Another of the perennial crises for conservatives … . Jennifer Bjorhus of the Strib says, “A local advocate for public pension reform calls the $17.3 billion Minnesota owes in unfunded pension obligations a ‘ticking fiscal time bomb,’ despite legislators’ attempts to shore them up. In a four-prong fix-it plan out Wednesday, the Center of the American Experiment said the state should maintain the pension system for current state employees and retirees but create a new defined-contribution plan, such as a 401(k), for state employees in the future.”

The AP reports on a deal concluding a long-running pollution fight up north. “Minnesota Power has agreed to install technology to reduce air pollution from three coal-fired plants in northeastern Minnesota, government officials and the company said Wednesday. The Duluth-based company will install the technology to help settle allegations that it violated the federal Clean Air Act by failing to get permits and installing less-than-best pollution control technology at its plants, the U.S. Environmental Protection Agency and the Department of Justice said. The deal also calls for Minnesota Power to pay a $1.4 million penalty … .”

Let’s get the SWAT team after this guy … . Another AP story says, “Minneapolis Police are looking for a suspect after a protester allegedly gained access to a video board and put up a large banner during the All-Star Game Tuesday night at Target Field. … Somebody was able to gain access to the video board in right field by climbing to the top of the B parking ramp, then using a horizontal ladder to get to the stadium. Twins officials said the ramp is right behind a bank of seats in right center field and there’s a seven foot gap between structures. The protester allegedly tied a banner reading ‘Love Water Not Oil’ to a railing before fleeing the area.” Damn vandals!

Minneapolis has been making some good dough off false alarm fees. Alejandra Matos of the Strib writes, “Over the past five years, Minneapolis collected more than $2.5 million in false-alarm fees from businesses and homeowners, according to data obtained by the Star Tribune. It took in nearly $40,000 from the downtown Macy’s alone and more than $22,000 from the Minneapolis School District. Business owners say that the penalties are eating into their revenue and that it’s time for the city to charge less. The city says it needs to charge the fees to pay for the police resources used to respond to false alarms.”

An “outside consultant” thinks the MNsure website has what it takes to work … . Says Steve Karnowski of the AP, “Brian Keane of Deloitte Consulting LLP told the MNsure board that his team has identified 30 key functions that have to work properly by Nov. 15, including processing of renewals. He said they’re determining which functions must be automated and which can be manual systems if necessary. ‘By our review there is plenty of horsepower available,’ Keane said in a discussion heavy on automobile analogies as board members struggled to understand the complexities of information technology project management … .” Did he ever say, “This baby is one smelly lemon”?

Mother Strib says … save for a rainy day. In an editorial, the paper warns, “… numbers suggest that Minnesota’s rebound from the Great Recession, while strong, is still incomplete. And with a surplus built of one-time gains and possible trouble ahead in the ag sector, Minnesotans should be wary of campaign promises about tax cuts and/or more spending. We hope to hear from candidates who aim to keep building the state’s reserves.”

◆ Material provided:
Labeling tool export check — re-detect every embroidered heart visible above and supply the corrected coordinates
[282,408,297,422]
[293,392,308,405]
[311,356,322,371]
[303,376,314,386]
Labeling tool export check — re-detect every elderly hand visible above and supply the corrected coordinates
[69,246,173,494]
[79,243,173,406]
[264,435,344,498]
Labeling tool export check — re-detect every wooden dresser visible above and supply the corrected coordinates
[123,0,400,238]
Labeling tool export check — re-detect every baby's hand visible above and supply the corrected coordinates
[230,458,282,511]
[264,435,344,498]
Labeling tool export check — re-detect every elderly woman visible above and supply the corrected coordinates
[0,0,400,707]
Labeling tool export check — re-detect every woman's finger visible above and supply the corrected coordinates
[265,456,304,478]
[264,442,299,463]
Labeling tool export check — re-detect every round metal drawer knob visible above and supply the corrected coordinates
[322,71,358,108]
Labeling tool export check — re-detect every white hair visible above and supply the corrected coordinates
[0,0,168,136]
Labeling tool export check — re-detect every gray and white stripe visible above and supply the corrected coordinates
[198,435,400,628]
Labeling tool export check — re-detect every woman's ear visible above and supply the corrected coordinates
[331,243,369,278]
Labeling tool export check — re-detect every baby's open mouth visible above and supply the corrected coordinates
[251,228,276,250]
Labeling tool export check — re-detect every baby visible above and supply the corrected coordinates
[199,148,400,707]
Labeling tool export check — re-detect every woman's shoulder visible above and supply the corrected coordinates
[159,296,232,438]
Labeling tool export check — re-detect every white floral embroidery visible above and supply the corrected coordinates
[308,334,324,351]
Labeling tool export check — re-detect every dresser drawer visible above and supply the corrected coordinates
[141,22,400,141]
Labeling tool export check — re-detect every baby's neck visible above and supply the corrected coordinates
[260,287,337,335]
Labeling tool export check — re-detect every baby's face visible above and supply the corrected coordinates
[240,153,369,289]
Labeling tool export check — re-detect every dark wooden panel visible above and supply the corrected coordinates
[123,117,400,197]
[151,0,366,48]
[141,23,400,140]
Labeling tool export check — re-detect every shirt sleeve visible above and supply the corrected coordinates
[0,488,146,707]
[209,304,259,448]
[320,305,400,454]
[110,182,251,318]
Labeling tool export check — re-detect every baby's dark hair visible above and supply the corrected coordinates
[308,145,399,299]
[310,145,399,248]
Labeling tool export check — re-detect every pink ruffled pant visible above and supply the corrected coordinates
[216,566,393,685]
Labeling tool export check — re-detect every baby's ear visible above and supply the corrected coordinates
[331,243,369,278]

◆ What to do:
(a) According to the news roundup, how much did Minneapolis collect in false-alarm fees over the past five years?
(b) Rewrite only the records from the line with "Labeling tool export check — re-detect every woman's shoulder" up to and including the line with "[141,22,400,141]", keeping the requests, and shift every coordinate in their answers by adding 24 to each number.
The records are unrelated to the text.

◆ Task solutions:
(a) More than $2.5 million.

(b)
Labeling tool export check — re-detect every woman's shoulder visible above and supply the corrected coordinates
[183,320,256,462]
Labeling tool export check — re-detect every white floral embroidery visible above and supply the corrected coordinates
[332,358,348,375]
Labeling tool export check — re-detect every dresser drawer visible above and supply the corrected coordinates
[165,46,424,165]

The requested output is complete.